▸ ACTION ITEM: In the records below, find the line containing "Locate the water"; restate it and every later line word for word, through the last.

*** Opening of DATA FOR PROCESSING ***

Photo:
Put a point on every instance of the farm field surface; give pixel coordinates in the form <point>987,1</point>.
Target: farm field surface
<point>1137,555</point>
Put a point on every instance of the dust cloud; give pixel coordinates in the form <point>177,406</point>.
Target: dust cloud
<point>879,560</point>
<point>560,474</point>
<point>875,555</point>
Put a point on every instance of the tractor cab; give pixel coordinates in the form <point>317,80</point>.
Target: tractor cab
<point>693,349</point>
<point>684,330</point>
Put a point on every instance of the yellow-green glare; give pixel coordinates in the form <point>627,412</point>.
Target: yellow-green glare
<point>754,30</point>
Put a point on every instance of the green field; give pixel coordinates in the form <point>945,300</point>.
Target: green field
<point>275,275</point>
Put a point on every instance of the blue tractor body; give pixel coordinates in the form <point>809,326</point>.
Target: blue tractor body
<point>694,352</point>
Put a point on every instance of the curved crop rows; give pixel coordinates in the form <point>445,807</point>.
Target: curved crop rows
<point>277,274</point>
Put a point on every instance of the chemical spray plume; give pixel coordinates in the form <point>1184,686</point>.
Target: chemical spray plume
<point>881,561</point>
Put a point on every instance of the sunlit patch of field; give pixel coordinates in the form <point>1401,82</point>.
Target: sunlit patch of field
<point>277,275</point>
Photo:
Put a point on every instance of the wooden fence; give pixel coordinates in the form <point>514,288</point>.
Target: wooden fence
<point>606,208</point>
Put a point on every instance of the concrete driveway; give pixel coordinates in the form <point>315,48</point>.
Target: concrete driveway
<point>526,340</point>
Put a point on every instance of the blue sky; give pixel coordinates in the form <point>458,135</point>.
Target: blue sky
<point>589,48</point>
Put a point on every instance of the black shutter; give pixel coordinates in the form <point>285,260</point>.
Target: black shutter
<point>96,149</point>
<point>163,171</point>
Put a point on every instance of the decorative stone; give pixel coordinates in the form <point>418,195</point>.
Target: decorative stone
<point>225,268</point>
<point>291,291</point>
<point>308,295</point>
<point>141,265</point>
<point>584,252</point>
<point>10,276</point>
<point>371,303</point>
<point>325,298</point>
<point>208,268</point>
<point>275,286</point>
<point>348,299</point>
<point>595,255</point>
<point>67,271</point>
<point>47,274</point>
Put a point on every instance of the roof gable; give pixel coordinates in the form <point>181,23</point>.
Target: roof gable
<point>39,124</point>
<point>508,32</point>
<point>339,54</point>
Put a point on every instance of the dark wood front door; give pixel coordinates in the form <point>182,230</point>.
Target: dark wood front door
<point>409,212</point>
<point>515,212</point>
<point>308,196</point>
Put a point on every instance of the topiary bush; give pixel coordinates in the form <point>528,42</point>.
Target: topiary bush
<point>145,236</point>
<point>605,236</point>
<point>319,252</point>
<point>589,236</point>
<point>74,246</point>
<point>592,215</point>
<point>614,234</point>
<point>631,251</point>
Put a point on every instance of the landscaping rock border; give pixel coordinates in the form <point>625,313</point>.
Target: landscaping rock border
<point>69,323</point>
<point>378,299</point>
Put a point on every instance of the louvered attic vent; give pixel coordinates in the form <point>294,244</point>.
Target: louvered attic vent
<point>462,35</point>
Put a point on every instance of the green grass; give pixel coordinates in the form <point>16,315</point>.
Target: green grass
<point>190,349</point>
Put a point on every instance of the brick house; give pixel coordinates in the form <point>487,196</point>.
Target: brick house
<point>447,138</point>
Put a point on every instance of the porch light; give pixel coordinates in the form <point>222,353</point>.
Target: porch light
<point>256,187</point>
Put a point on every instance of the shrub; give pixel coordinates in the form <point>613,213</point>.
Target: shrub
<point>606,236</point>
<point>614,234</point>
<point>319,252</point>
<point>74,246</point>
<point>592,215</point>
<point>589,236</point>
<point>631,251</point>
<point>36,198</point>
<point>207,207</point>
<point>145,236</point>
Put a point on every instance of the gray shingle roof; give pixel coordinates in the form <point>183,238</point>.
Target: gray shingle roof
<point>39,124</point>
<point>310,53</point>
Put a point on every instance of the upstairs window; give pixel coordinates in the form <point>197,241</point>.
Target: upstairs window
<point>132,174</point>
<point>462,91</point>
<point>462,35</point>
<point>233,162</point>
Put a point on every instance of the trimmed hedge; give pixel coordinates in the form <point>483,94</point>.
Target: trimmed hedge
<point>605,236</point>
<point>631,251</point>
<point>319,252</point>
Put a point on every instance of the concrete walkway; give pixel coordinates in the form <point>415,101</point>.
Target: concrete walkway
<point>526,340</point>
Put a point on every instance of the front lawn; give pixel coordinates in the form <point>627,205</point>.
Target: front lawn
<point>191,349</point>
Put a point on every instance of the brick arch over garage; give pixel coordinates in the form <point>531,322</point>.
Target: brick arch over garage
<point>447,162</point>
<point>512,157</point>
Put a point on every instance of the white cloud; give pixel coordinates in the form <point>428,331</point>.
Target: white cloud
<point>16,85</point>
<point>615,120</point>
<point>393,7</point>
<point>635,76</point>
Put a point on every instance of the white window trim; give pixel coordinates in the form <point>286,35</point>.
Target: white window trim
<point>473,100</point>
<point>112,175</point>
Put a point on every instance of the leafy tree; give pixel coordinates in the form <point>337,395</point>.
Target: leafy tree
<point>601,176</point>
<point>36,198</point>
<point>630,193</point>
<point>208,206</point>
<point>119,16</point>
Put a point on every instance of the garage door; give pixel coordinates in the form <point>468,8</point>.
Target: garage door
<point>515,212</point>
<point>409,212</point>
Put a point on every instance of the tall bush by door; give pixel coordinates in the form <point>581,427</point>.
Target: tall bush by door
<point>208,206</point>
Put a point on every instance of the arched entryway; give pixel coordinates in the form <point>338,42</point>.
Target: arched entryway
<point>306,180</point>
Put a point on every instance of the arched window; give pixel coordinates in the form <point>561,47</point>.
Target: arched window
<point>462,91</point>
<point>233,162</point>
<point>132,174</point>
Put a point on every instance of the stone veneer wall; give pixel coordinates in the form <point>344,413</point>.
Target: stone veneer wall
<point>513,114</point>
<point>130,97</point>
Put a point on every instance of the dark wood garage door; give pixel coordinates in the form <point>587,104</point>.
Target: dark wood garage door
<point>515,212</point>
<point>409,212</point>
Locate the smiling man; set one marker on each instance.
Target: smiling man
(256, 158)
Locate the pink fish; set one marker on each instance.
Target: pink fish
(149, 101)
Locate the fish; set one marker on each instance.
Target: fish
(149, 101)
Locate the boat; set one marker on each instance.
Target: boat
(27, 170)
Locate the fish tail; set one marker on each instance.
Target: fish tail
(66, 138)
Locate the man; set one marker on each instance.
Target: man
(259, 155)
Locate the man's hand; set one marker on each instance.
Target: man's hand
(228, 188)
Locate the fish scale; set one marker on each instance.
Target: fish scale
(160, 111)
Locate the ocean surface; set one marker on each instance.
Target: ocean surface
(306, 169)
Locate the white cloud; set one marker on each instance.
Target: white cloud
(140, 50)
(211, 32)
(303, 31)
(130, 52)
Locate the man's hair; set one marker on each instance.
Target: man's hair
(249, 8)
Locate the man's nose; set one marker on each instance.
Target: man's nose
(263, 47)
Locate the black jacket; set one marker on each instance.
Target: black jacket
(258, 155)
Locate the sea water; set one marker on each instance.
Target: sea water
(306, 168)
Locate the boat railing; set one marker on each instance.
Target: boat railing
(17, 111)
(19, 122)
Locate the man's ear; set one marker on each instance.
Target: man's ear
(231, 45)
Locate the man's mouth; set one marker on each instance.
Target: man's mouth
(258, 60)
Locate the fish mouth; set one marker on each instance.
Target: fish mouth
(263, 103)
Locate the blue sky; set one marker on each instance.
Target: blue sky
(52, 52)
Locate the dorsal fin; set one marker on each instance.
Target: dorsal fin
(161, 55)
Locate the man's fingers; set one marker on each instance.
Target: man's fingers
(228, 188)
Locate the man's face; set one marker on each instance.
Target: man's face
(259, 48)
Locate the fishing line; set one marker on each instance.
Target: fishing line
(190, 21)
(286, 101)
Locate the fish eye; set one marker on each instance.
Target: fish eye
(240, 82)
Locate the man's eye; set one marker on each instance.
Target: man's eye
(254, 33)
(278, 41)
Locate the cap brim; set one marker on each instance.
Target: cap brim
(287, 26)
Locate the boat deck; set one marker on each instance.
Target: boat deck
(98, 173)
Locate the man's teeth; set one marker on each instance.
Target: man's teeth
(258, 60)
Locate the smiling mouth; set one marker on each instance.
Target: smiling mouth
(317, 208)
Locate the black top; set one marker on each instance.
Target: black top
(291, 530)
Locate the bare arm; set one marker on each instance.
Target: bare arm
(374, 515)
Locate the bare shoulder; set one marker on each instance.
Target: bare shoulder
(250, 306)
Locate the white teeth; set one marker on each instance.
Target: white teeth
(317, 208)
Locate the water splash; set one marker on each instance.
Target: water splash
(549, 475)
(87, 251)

*** Close of DATA FOR PROCESSING ***

▸ RESPONSE TO THIS EXERCISE:
Locate the water splash; set one marker on each instance.
Target: water splash
(549, 475)
(87, 251)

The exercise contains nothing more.